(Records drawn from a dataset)
━━━

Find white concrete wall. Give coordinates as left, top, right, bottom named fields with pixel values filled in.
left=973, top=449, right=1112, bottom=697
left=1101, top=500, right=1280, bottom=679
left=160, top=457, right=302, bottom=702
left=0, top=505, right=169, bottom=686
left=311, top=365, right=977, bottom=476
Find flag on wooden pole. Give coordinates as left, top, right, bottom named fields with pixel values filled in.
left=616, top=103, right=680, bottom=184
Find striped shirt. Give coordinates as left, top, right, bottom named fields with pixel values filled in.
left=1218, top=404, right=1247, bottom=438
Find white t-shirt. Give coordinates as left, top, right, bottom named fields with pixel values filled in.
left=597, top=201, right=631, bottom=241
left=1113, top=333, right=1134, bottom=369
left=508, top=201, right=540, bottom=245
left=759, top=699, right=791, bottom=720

━━━

REQUIRED WORK ▸ Reproduce each record exactly as it appears.

OUTPUT OF THE EXERCISE ▸
Find white concrete wall. Give coordinates as left, top, right, bottom named fields with pixel values filled in.
left=973, top=449, right=1112, bottom=697
left=1101, top=500, right=1280, bottom=679
left=160, top=457, right=302, bottom=702
left=0, top=505, right=169, bottom=686
left=311, top=365, right=977, bottom=476
Find flag on wooden pole. Give coordinates as left, top, right, bottom named fields with pixel values filled in.
left=616, top=103, right=680, bottom=184
Find striped shirt. Give coordinates as left, top, right, bottom named fields with pixel values filled in.
left=1218, top=404, right=1247, bottom=438
Find white t-shirt. Give coordinates as left, top, right, bottom named fields with pixel values filled in.
left=597, top=201, right=631, bottom=241
left=1113, top=333, right=1134, bottom=369
left=508, top=201, right=540, bottom=245
left=759, top=699, right=791, bottom=720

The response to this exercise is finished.